#### Soal Latihan
Pilihlah semua baris pada entri di bawah ini yang memuat kata "white", lalu salin baris-baris tersebut.

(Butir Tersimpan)
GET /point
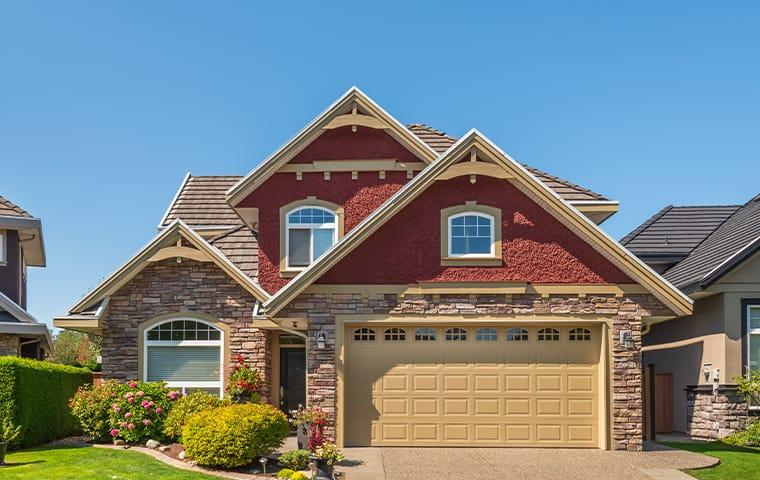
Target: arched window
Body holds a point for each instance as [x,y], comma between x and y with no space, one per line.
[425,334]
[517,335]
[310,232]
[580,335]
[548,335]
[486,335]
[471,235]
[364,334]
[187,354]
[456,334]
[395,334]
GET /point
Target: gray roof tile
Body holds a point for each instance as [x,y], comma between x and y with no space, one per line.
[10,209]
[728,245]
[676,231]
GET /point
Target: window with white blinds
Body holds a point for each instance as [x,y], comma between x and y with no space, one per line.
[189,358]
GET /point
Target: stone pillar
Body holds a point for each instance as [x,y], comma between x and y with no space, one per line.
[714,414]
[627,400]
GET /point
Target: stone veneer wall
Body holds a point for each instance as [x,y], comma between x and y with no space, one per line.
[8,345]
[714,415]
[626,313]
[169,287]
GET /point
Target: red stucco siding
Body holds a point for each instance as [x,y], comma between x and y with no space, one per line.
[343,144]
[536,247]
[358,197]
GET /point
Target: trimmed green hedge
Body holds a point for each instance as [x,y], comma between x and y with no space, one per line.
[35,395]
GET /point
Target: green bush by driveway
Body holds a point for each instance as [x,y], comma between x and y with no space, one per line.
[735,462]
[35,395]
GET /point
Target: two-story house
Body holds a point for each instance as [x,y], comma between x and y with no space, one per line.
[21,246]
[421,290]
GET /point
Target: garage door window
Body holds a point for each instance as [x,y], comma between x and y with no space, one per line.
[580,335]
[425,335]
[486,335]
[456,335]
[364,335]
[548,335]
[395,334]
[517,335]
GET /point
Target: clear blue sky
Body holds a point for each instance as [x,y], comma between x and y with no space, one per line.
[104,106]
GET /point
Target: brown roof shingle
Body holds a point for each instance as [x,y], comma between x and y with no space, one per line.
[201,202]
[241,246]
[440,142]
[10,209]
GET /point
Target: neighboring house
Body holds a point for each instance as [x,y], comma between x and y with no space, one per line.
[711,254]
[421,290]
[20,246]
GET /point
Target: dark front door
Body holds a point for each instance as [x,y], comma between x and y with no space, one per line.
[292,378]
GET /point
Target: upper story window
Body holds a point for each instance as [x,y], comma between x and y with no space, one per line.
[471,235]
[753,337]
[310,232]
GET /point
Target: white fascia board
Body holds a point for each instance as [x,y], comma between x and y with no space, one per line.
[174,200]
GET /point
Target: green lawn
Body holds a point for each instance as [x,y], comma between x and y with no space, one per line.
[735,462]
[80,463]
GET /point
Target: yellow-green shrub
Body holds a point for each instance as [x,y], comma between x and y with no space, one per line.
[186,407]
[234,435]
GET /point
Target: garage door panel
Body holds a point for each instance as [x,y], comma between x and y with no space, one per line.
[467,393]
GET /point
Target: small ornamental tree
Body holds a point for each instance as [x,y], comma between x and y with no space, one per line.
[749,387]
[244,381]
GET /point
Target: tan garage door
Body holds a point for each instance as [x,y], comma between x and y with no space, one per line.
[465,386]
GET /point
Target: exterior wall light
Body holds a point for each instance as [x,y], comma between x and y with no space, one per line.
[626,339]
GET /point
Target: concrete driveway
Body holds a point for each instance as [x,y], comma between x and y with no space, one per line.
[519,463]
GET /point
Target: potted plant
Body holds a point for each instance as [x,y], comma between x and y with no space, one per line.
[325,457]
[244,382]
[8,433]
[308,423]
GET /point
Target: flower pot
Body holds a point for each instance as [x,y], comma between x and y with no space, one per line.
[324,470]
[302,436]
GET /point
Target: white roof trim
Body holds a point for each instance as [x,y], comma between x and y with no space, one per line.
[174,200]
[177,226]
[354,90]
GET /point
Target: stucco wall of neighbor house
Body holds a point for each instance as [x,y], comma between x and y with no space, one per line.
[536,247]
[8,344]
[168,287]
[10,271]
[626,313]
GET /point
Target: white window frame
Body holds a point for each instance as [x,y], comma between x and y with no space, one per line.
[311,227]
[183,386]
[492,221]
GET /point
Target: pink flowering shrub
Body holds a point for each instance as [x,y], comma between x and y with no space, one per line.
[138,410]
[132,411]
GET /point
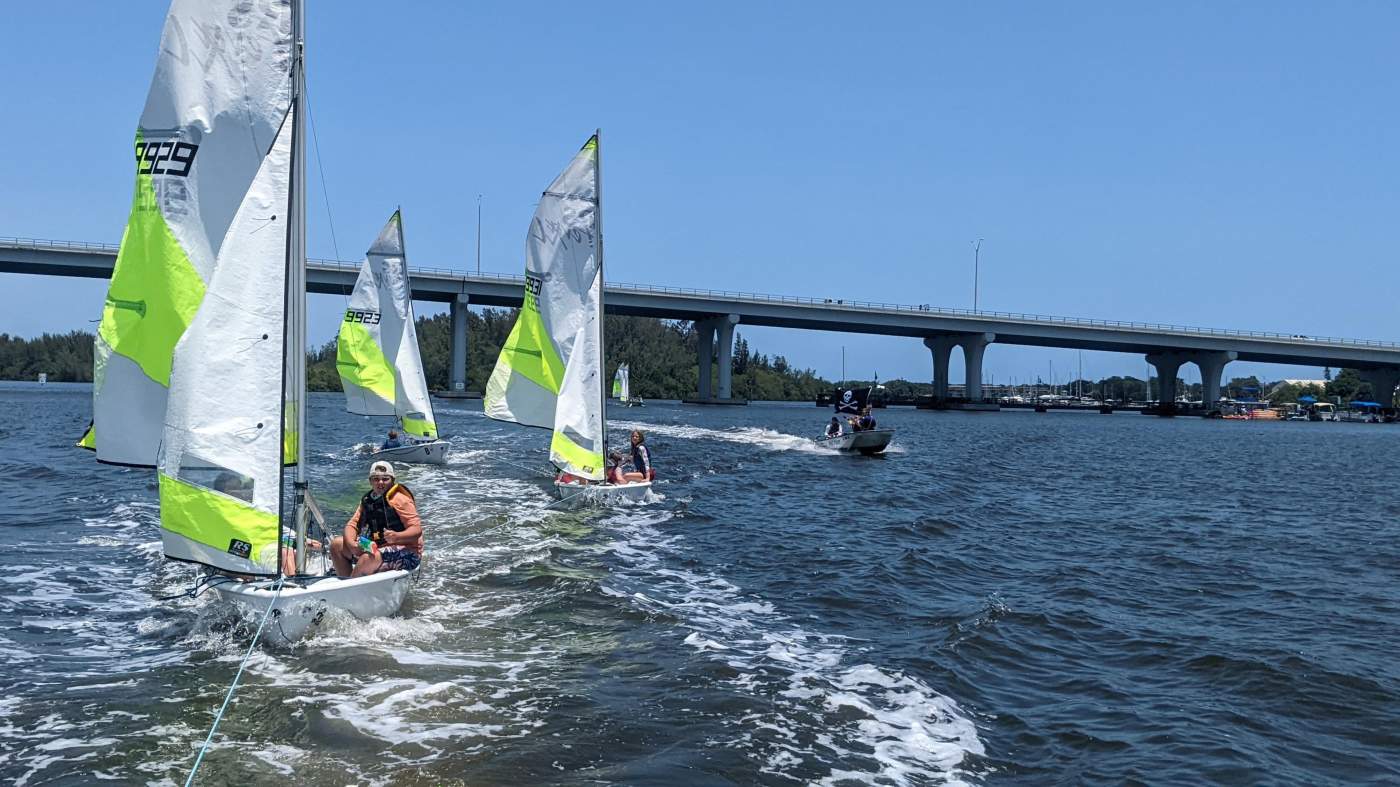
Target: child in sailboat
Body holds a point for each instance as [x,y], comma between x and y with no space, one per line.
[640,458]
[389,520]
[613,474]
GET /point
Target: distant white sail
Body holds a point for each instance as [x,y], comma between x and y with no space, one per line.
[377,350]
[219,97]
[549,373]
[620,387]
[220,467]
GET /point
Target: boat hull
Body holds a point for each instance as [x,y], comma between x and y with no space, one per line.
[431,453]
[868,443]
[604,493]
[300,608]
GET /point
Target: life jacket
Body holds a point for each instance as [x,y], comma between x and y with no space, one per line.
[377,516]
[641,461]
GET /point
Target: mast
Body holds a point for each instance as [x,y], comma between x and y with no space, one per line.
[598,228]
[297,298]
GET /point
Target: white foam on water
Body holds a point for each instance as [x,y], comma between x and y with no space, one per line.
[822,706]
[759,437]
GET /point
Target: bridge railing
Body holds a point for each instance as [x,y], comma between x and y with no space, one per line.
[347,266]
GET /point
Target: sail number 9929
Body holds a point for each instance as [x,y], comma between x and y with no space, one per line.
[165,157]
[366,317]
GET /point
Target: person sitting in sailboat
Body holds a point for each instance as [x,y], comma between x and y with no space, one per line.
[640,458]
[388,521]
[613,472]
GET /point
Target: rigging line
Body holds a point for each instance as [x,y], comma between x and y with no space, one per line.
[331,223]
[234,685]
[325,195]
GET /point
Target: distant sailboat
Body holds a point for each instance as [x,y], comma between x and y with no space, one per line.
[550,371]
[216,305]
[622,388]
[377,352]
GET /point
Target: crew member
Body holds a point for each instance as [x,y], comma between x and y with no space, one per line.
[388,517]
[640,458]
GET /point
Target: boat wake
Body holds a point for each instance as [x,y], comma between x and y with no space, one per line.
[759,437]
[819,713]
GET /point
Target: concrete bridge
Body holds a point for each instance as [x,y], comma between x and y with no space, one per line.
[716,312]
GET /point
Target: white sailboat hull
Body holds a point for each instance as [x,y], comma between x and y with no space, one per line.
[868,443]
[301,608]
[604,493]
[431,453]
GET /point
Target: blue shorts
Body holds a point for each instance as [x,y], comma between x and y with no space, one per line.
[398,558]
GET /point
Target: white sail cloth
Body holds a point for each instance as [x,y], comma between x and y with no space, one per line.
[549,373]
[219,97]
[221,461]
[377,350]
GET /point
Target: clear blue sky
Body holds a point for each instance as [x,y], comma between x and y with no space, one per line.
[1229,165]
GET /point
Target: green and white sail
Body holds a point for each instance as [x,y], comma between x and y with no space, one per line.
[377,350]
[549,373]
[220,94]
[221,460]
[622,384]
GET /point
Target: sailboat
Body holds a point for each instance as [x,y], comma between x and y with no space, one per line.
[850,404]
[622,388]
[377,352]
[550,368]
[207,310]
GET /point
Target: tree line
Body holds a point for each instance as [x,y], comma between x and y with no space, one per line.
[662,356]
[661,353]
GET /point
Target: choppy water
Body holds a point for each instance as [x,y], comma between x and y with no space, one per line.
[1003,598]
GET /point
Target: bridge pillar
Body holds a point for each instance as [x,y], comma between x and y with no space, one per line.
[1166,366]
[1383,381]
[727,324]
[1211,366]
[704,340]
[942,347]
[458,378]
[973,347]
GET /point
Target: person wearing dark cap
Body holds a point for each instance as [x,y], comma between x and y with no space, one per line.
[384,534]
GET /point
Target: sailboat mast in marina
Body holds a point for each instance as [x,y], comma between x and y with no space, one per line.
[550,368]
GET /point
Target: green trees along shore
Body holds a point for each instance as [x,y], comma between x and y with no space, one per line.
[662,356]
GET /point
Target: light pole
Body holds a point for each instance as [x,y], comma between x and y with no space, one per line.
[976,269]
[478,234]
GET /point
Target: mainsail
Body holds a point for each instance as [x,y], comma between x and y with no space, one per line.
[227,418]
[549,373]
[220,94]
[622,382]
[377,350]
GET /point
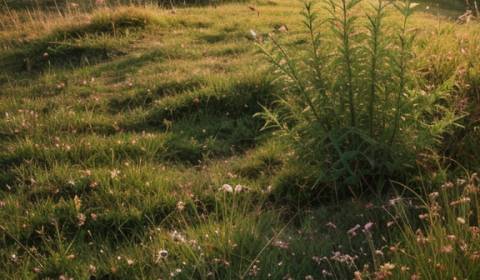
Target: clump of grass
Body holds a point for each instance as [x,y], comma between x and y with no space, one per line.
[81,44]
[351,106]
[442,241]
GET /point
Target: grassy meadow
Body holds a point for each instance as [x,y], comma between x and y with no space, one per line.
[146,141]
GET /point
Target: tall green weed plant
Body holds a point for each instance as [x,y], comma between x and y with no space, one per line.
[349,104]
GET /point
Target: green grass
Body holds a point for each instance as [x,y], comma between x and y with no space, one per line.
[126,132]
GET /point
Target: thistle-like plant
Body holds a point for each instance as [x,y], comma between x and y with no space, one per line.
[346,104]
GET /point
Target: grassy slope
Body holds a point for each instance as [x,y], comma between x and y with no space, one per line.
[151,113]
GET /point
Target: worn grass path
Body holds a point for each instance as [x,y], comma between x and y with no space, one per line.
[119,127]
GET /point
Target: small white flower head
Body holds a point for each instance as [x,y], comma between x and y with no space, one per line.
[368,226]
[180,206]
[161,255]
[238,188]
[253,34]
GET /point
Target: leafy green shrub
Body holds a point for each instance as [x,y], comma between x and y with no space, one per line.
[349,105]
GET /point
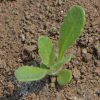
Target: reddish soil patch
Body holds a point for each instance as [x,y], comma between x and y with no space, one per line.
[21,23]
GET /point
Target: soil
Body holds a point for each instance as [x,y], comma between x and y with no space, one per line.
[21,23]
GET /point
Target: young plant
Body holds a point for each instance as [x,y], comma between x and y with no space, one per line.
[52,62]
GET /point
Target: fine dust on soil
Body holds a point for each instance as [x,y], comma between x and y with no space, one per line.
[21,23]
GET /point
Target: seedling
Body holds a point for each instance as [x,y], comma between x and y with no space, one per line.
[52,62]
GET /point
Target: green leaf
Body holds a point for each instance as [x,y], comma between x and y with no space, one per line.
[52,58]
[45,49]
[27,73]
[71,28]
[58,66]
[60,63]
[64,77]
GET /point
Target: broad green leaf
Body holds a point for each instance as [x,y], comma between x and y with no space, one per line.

#### Hasil Latihan
Target: window with white blinds
Target: white fascia board
Target: white roof trim
Target: white window frame
Target: distant white sail
Target: white foam on water
Target: white sailboat hull
Target: white sail cloth
Target: green and white sail
Target: small white flower head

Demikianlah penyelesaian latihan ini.